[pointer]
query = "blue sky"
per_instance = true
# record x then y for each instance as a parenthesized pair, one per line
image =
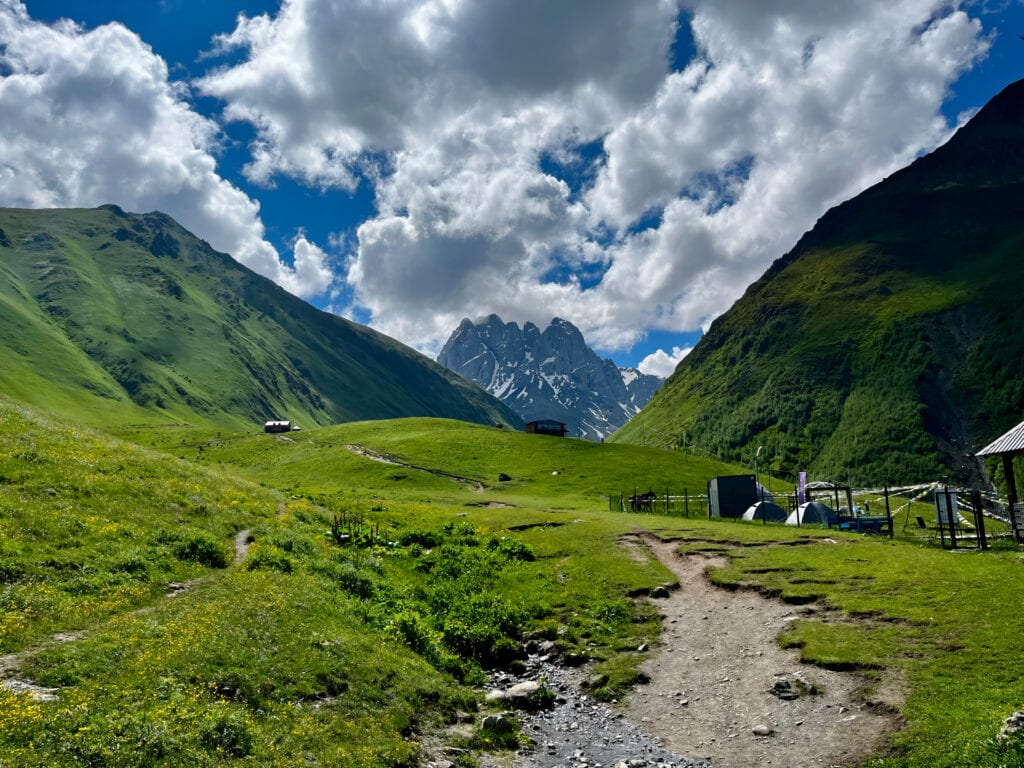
(630, 167)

## Problem requirements
Reproduce every line of the items above verbatim, leaving out the picture.

## Reply
[pointer]
query = "blue sky"
per_instance = true
# record x then y for each instance as a parenthesized pair, one per line
image =
(630, 167)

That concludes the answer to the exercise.